-- Source passage start --

Native Americans. Fourteen streets in Mission Terrace and the Outer Mission, in the area developed by the West End Homestead Association, are named for native American peoples, mostly of the northeastern United States, or in their languages. Delaware Avenue was another before it was renamed Delano. Seven of those original names were also the names of counties in New York State, including one, Otsego, the name of a place rather than of a prominent tribe, which supports the possibility that those counties partly inspired the area's street names.a Elsewhere in the city, two streets in eastern Bernal Heights, Massasoit and Samoset, are named for Wampanoag leaders, allies of Plymouth Colony; Powhattan Avenue, which might be named for the people or their leader, is not far away to the southwest. Only a single alley in Glen Park, Ohlone Way, clearly directly honors California's natives; Modoc Avenue in the West End tract, Mono Street in Upper Market, Natoma and Tehama Streets south of Market and Yosemite Avenue in the Bayview might be named for those peoples or for places named for them.
Spaniards. Spanish names are everywhere in San Francisco. But several parts of the city were systematically given Spanish people's names:
The Phillipines. Five small streets in the block between Third, Fourth, Folsom and Harrison Streets are named for heroes of the Phillipines' fight for independence from Spain. This is one of very few places in San Francisco where a neighborhood's distinctive street names actually reflect the people who live in it.
Colonial America. Colonists of the eastern United States were recognized in a subdivision named Colonial Park, north of Balboa Park in the Mission Terrace neighborhood, with street names including Pilgrim, Colonial, Nantucket and Raleigh. Standish Avenue, one block north, was replaced by the extension of Baden Street across I-280.

-- Source passage end --
-- Provided data start --

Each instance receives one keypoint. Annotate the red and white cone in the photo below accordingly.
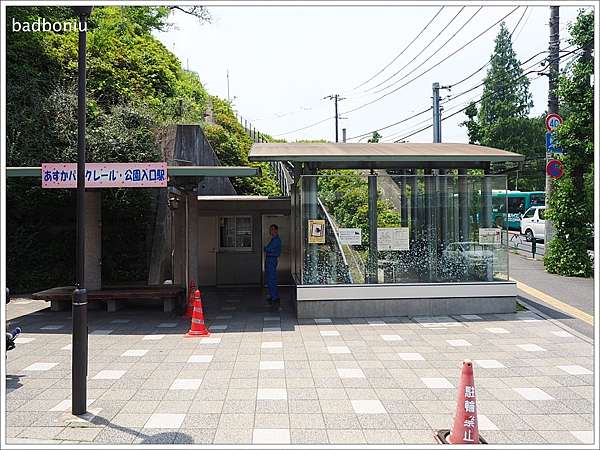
(190, 305)
(465, 429)
(198, 328)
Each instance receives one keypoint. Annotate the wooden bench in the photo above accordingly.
(60, 298)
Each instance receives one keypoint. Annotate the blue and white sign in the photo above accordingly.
(552, 146)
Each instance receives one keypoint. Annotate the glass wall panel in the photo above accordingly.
(430, 228)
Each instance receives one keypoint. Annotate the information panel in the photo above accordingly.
(105, 175)
(392, 239)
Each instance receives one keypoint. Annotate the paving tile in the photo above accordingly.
(271, 394)
(134, 353)
(562, 333)
(271, 436)
(338, 349)
(308, 436)
(233, 436)
(391, 337)
(153, 337)
(368, 407)
(271, 365)
(194, 436)
(437, 383)
(275, 420)
(458, 342)
(531, 347)
(585, 437)
(346, 437)
(411, 356)
(271, 344)
(350, 373)
(200, 358)
(498, 330)
(489, 364)
(40, 367)
(187, 384)
(165, 420)
(529, 393)
(575, 370)
(109, 374)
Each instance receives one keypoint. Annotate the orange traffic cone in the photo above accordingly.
(190, 306)
(465, 429)
(197, 328)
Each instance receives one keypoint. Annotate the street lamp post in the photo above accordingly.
(80, 331)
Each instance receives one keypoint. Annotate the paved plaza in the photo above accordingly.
(266, 377)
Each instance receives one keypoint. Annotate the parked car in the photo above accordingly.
(533, 224)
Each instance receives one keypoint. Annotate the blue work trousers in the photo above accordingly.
(271, 276)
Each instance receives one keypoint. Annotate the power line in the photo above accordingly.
(304, 128)
(432, 67)
(426, 47)
(391, 125)
(454, 97)
(405, 48)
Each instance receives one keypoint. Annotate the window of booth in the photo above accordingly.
(235, 233)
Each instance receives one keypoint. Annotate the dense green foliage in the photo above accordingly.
(502, 119)
(571, 208)
(232, 146)
(135, 86)
(345, 195)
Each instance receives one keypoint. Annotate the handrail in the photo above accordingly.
(337, 238)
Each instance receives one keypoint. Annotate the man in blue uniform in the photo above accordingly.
(272, 252)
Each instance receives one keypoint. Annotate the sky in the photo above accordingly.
(282, 61)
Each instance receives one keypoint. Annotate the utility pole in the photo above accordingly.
(442, 184)
(336, 98)
(553, 67)
(79, 359)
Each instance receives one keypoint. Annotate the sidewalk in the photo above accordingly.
(572, 291)
(270, 378)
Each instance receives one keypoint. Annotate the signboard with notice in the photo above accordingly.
(490, 235)
(391, 239)
(350, 236)
(316, 231)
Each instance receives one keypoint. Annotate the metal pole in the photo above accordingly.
(336, 119)
(80, 332)
(553, 67)
(187, 247)
(372, 212)
(463, 206)
(437, 136)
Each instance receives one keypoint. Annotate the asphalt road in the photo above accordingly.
(569, 300)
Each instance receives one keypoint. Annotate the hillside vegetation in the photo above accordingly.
(135, 86)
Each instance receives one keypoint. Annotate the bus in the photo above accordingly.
(507, 211)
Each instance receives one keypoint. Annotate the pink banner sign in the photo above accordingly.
(105, 175)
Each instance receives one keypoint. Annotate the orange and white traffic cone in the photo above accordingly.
(190, 305)
(198, 328)
(465, 428)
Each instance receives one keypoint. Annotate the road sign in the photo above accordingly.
(554, 168)
(553, 121)
(552, 144)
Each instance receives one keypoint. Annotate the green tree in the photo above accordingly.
(571, 207)
(502, 119)
(375, 138)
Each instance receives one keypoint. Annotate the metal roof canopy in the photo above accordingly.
(173, 171)
(383, 156)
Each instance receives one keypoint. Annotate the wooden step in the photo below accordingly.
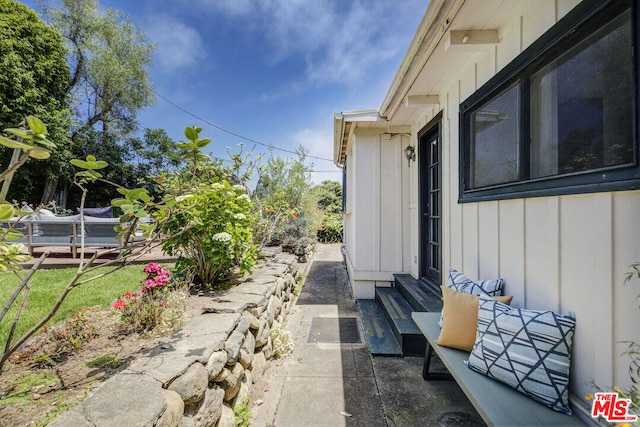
(398, 313)
(378, 333)
(419, 296)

-- Provided data end --

Work to do>
- 1) From the passage on San Francisco street names, copy word for word the span from "Spaniards. Spanish names" to "Street across I-280.".
- 2) Answer these questions using the passage on San Francisco street names:
(a) How many streets in Mission Terrace and the Outer Mission are named for Native American peoples or in their languages?
(b) Which two streets in eastern Bernal Heights are named for Wampanoag leaders?
(c) What is the name of the subdivision north of Balboa Park whose streets recognize colonists of the eastern United States?

Answer list>
- 1)
Spaniards. Spanish names are everywhere in San Francisco. But several parts of the city were systematically given Spanish people's names:
The Phillipines. Five small streets in the block between Third, Fourth, Folsom and Harrison Streets are named for heroes of the Phillipines' fight for independence from Spain. This is one of very few places in San Francisco where a neighborhood's distinctive street names actually reflect the people who live in it.
Colonial America. Colonists of the eastern United States were recognized in a subdivision named Colonial Park, north of Balboa Park in the Mission Terrace neighborhood, with street names including Pilgrim, Colonial, Nantucket and Raleigh. Standish Avenue, one block north, was replaced by the extension of Baden Street across I-280.

- 2)
(a) Fourteen.
(b) Massasoit and Samoset.
(c) Colonial Park.